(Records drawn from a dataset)
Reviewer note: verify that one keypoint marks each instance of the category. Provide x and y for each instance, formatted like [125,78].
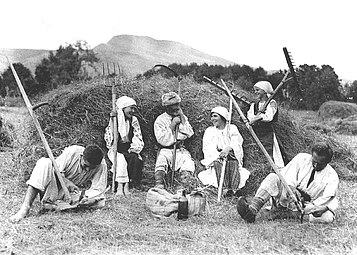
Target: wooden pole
[113,116]
[174,156]
[39,130]
[271,162]
[223,170]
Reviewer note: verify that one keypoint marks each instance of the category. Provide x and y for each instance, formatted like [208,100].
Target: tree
[2,88]
[68,64]
[26,78]
[352,92]
[318,85]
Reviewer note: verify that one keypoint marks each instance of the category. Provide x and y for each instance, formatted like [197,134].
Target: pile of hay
[336,110]
[79,113]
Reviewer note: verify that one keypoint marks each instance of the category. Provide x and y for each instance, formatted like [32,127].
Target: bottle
[182,207]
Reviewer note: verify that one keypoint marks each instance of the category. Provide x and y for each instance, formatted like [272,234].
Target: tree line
[70,63]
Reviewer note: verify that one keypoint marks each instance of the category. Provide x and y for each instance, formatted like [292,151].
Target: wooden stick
[271,162]
[67,196]
[114,120]
[283,81]
[174,156]
[223,170]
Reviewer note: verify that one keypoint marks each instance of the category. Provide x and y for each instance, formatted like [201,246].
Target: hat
[170,98]
[124,101]
[265,85]
[221,111]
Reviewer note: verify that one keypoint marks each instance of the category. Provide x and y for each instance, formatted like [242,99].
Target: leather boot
[159,179]
[186,178]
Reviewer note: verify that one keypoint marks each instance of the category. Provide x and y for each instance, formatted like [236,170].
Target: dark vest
[124,147]
[263,126]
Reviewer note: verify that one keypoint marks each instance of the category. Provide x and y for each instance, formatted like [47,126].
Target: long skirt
[231,176]
[135,167]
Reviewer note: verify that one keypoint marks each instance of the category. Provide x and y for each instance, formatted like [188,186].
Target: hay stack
[78,114]
[336,110]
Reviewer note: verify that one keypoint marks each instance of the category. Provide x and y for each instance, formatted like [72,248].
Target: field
[125,226]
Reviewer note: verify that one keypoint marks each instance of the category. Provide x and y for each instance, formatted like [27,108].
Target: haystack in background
[6,134]
[79,113]
[336,117]
[332,110]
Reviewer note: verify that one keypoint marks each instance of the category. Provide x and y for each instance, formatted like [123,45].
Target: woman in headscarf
[222,141]
[262,121]
[130,144]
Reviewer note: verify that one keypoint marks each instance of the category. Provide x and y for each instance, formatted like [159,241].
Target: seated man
[78,165]
[308,176]
[164,129]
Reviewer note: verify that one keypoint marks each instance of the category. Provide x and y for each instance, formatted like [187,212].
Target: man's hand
[70,185]
[316,211]
[175,121]
[256,119]
[296,192]
[224,153]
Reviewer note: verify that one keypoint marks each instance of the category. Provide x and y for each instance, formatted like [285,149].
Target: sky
[254,32]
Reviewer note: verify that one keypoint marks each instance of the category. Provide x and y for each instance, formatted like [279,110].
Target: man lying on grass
[78,166]
[310,177]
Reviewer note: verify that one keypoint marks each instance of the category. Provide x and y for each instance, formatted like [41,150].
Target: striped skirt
[231,175]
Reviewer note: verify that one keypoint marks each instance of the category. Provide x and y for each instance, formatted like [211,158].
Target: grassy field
[125,226]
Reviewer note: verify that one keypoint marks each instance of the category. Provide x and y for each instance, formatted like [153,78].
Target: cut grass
[125,226]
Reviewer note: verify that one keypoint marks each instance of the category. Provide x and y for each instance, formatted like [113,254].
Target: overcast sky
[251,32]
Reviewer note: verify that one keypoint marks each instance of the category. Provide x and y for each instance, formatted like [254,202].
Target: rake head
[291,66]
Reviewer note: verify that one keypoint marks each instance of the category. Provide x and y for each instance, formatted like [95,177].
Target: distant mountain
[134,55]
[29,58]
[137,54]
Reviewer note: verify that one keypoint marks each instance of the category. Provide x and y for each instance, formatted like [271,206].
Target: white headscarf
[221,111]
[123,126]
[265,85]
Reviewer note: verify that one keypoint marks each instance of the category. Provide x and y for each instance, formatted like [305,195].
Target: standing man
[77,165]
[310,177]
[164,129]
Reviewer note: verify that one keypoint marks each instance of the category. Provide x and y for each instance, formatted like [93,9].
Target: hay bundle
[78,114]
[336,110]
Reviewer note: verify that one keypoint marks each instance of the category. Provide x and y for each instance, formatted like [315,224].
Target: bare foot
[120,189]
[119,193]
[20,214]
[126,189]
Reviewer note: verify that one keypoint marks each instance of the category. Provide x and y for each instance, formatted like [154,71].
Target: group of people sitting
[309,176]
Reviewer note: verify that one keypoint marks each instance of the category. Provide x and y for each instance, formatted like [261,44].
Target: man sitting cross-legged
[308,176]
[77,165]
[164,129]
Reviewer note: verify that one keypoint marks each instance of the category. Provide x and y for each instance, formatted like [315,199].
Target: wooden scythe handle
[271,162]
[42,136]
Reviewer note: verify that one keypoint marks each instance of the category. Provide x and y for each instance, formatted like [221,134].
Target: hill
[134,54]
[137,54]
[28,57]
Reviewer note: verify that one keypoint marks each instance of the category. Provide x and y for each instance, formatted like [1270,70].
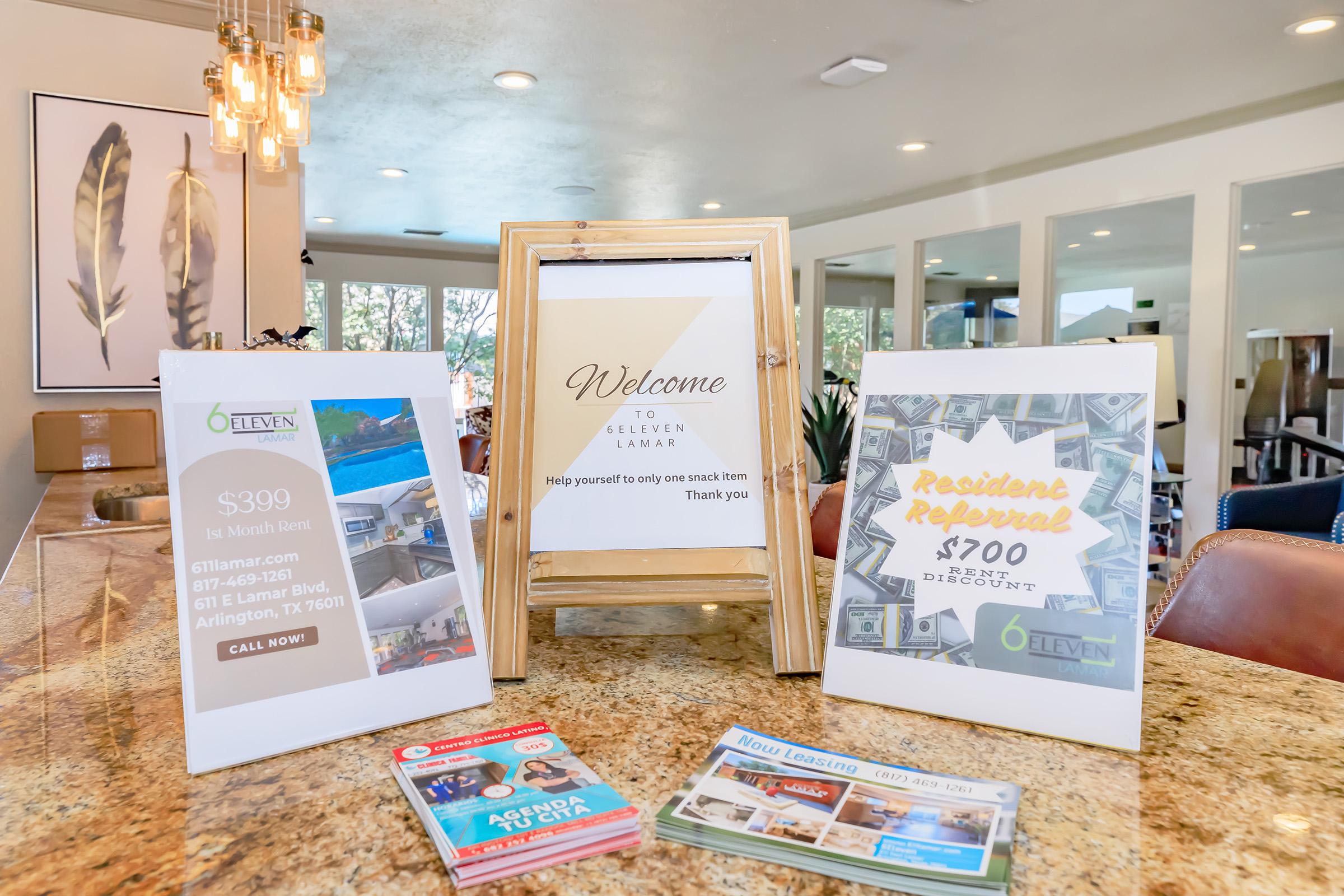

BRIEF: Return a verbatim transcription of the data, omitting all images.

RESULT OF THIS EXERCISE:
Reviewer note: verify that one keypoint marks each instance of the category. Provide x and y for each instance, formatted like [125,78].
Target: wooden pole
[113,116]
[174,156]
[39,130]
[271,162]
[223,170]
Reviewer note: verify that one keypoint marks each instance of the category. Provide x and y for each instance, formatted like [208,100].
Target: tree
[2,88]
[68,64]
[26,78]
[352,92]
[318,85]
Reviewer note: verify that one keypoint marks each instance of the category. Provide x and y for each instance, formatted like [197,134].
Target: pile of hay
[336,110]
[79,113]
Reviewer note: verify that one keypoint marks each instance of the category. Provide x and y for each instance, formatted like [32,127].
Target: bottle
[182,207]
Reviewer note: verify that one keypoint marks each instance of the category. Provide x and y for each instance, formatted like [272,234].
Target: tree line
[70,63]
Reviewer note: verify that one keypoint marks each instance of the category. Provide x and y for each instance, formatted like [292,151].
Target: wooden stick
[271,162]
[67,196]
[114,120]
[283,81]
[174,156]
[223,170]
Reviewer note: verify that one keypoint marks each instance of the category. Provide x and y for each instance, formatted like [201,246].
Target: hat
[170,98]
[124,101]
[265,85]
[221,111]
Reviewer note: verify that one keypoint marks each instance of the category. Provide x and y for each instance, formatted like [242,99].
Target: leather boot
[159,179]
[186,178]
Reviewer note: verify that one keypoint marks each instance of the category. Provide x and y for each instance, formatted like [236,170].
Target: dark vest
[124,147]
[263,126]
Reviewer note: verify that one keypoint marks each instance of the category. Provide x and y for each instance, formatted like [47,126].
Target: long skirt
[231,176]
[135,167]
Reviewer note: verify that one keypoint marks each instance of the category. Provide x and y for each instance, formatted like [188,186].
Target: hay stack
[78,114]
[336,110]
Reviewer note: verify that one keypoint marks each instance of the category. Provide x and y for each instance, formatted like [72,248].
Target: field
[125,226]
Reviewer note: verify that one keypoint marks each instance of the category. Provide x and y for each instance, formatted like [27,108].
Target: haystack in background
[6,134]
[79,113]
[336,117]
[332,110]
Reviewer note: verify that one keypoint marks each instance of the category. Provide x and y for each instance, formatted like [123,45].
Target: woman in headscarf
[222,141]
[262,121]
[130,144]
Reviewer note: verify that one keypoint marks each instance of the category. Provide x and y for each instance, formatted like [159,241].
Target: seated man
[78,165]
[308,176]
[164,129]
Reviewer note: verify that one keypoint marks each instance of the category. Provide x and y for each instance, formatted like [187,212].
Target: man's hand
[70,185]
[316,211]
[175,121]
[256,119]
[296,192]
[224,153]
Reviewer note: verify that one keypoint marks each instance of the category. Provide x and y for each instance, formatted like [285,149].
Target: sky
[254,32]
Reviewer note: verify that one keypoint marks each instance of the category. Provide x and y for each instance, formatted like [279,110].
Target: man lying on grass
[78,166]
[310,177]
Reviewer note: verify that one keypoint marks each instance of the category. Provide x and y for each instance, formatted like [41,150].
Target: striped skirt
[231,175]
Reviewer note: verify that one keypoint marks each instance of the category. Provide x and y for each instance, formatted like [211,158].
Target: grassy field
[125,226]
Reviewer note: verify that one keypoint marks each instance of the category. Provide x and y for each instance, formatted like [153,78].
Target: cut grass
[125,226]
Reviewer note: verify that one keypoint marks each instance of the category. Provide x and y for each instance, formatted like [113,254].
Target: overcast sky
[251,32]
Reviewer note: verify that one keypoint marks each instance of the category. Provide x and y for each instance, formatted like [254,202].
Target: rake head
[291,66]
Reviewer note: verify that one keypoint marks each instance of the category. Provide x and y for each instance, formatted like [95,177].
Target: distant mountain
[134,55]
[29,58]
[137,54]
Reviewer note: verify that one keypoint marks each instance of the category. Provide x and y for each instance, formatted like [271,206].
Target: white headscarf
[221,111]
[123,126]
[265,85]
Reviewer note: verify that one keypoint marks each instance of the category. Provide x and y for each instance, formatted like [305,195].
Target: standing man
[77,165]
[310,177]
[164,129]
Reviewer note: verify that one keypoint marks each instance of the category. Provide x and y for each instance, formatted like [93,9].
Target: hay bundle
[78,114]
[336,110]
Reviewer note: verify that one keypoint marks each instance of the category. Provide x and y for each instance, formatted like [315,224].
Target: bare foot
[120,189]
[119,193]
[20,214]
[126,189]
Reviewer note: verify that one keypoint marks each instance of the category. Provide x and y for each instance, formatted like [154,71].
Target: group of people sitting
[309,176]
Reviewer note: verify that one keypoint marks each instance of the category. Provide x and y for each instance, formatted like [261,44].
Target: man sitting cross-legged
[308,176]
[77,165]
[164,129]
Reviewer note: verify that one keypoint marks each instance of the category. Provide x and y for each instance, formatted like [315,199].
Target: wooden scythe handle
[271,162]
[42,136]
Reviewer note: verify that one keypoint marks each instance of the category. Provide x and y for each instance, formatted like [221,134].
Target: hill
[134,54]
[137,54]
[28,57]
Reviewer note: verify that one keypoint marks each instance of the category. Provide x and y for each instance, formatted like [1270,70].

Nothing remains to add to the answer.